Below are records; repeat them all exactly.

━━━━━━

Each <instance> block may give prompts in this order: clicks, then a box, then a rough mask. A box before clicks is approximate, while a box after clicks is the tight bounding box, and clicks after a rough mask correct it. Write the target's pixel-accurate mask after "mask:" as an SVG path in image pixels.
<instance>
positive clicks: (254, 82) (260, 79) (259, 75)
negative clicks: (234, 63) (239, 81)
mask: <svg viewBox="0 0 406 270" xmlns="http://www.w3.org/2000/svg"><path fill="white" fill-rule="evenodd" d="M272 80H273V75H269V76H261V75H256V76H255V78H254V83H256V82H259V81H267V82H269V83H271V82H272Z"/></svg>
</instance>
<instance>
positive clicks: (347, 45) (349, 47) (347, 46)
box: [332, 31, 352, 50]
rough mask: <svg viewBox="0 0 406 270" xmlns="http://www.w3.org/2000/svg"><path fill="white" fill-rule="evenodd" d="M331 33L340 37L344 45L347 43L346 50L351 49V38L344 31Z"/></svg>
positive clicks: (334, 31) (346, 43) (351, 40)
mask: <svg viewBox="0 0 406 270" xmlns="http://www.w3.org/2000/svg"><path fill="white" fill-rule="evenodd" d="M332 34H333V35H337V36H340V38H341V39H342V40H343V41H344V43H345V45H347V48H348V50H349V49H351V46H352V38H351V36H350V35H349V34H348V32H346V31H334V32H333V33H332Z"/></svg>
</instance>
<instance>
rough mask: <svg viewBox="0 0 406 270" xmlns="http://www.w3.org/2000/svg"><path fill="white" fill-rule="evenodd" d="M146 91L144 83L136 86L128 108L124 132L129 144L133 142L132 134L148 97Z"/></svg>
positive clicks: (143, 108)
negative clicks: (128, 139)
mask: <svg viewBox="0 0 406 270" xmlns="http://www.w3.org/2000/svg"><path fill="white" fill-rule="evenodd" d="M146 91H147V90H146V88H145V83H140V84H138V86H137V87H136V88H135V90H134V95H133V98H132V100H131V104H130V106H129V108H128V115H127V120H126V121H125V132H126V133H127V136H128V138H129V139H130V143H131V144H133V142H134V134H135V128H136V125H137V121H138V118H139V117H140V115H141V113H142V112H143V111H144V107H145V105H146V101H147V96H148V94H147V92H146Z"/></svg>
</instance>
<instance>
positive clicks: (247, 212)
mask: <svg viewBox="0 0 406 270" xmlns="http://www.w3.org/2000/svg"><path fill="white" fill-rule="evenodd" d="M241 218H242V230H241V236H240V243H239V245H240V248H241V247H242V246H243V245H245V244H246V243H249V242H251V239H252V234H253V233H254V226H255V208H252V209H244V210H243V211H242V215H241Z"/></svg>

━━━━━━

_Written solution:_
Each <instance> block may give prompts in this order: clicks, then a box, then a rough mask. A box before clicks is approximate, while a box after clicks is the tight bounding box, and clicks after a rough mask correct it. Write the target's pixel-accurate mask after "mask:" as an SVG path in image pixels.
<instance>
positive clicks: (254, 82) (260, 79) (259, 75)
negative clicks: (234, 63) (239, 81)
mask: <svg viewBox="0 0 406 270" xmlns="http://www.w3.org/2000/svg"><path fill="white" fill-rule="evenodd" d="M272 80H273V75H269V76H261V75H256V76H255V78H254V83H256V82H259V81H267V82H269V83H271V82H272Z"/></svg>
</instance>
<instance>
positive clicks: (347, 45) (349, 47) (347, 46)
box: [332, 31, 352, 50]
rough mask: <svg viewBox="0 0 406 270" xmlns="http://www.w3.org/2000/svg"><path fill="white" fill-rule="evenodd" d="M331 33L340 37L344 45L347 43L346 50L351 49V38L344 31Z"/></svg>
positive clicks: (334, 31) (346, 43) (351, 40)
mask: <svg viewBox="0 0 406 270" xmlns="http://www.w3.org/2000/svg"><path fill="white" fill-rule="evenodd" d="M332 34H333V35H337V36H340V38H341V39H342V40H343V41H344V43H345V45H347V48H348V50H349V49H351V46H352V38H351V36H350V35H349V34H348V32H346V31H334V32H333V33H332Z"/></svg>
</instance>
<instance>
rough mask: <svg viewBox="0 0 406 270" xmlns="http://www.w3.org/2000/svg"><path fill="white" fill-rule="evenodd" d="M146 91L144 83L136 86L128 108L124 132L129 144L133 142L132 134L148 97Z"/></svg>
positive clicks: (143, 108)
negative clicks: (128, 139)
mask: <svg viewBox="0 0 406 270" xmlns="http://www.w3.org/2000/svg"><path fill="white" fill-rule="evenodd" d="M146 91H147V90H146V88H145V83H140V84H138V86H137V87H136V88H135V90H134V95H133V98H132V100H131V104H130V106H129V108H128V115H127V120H126V121H125V132H126V133H127V136H128V138H129V139H130V143H131V144H133V142H134V134H135V128H136V125H137V121H138V118H139V117H140V115H141V113H142V112H143V111H144V107H145V105H146V101H147V96H148V94H147V92H146Z"/></svg>
</instance>
<instance>
positive clicks: (247, 212)
mask: <svg viewBox="0 0 406 270" xmlns="http://www.w3.org/2000/svg"><path fill="white" fill-rule="evenodd" d="M241 218H242V230H241V236H240V243H239V245H240V248H241V247H242V246H243V245H245V244H246V243H249V242H251V239H252V234H253V233H254V226H255V208H252V209H244V210H243V211H242V215H241Z"/></svg>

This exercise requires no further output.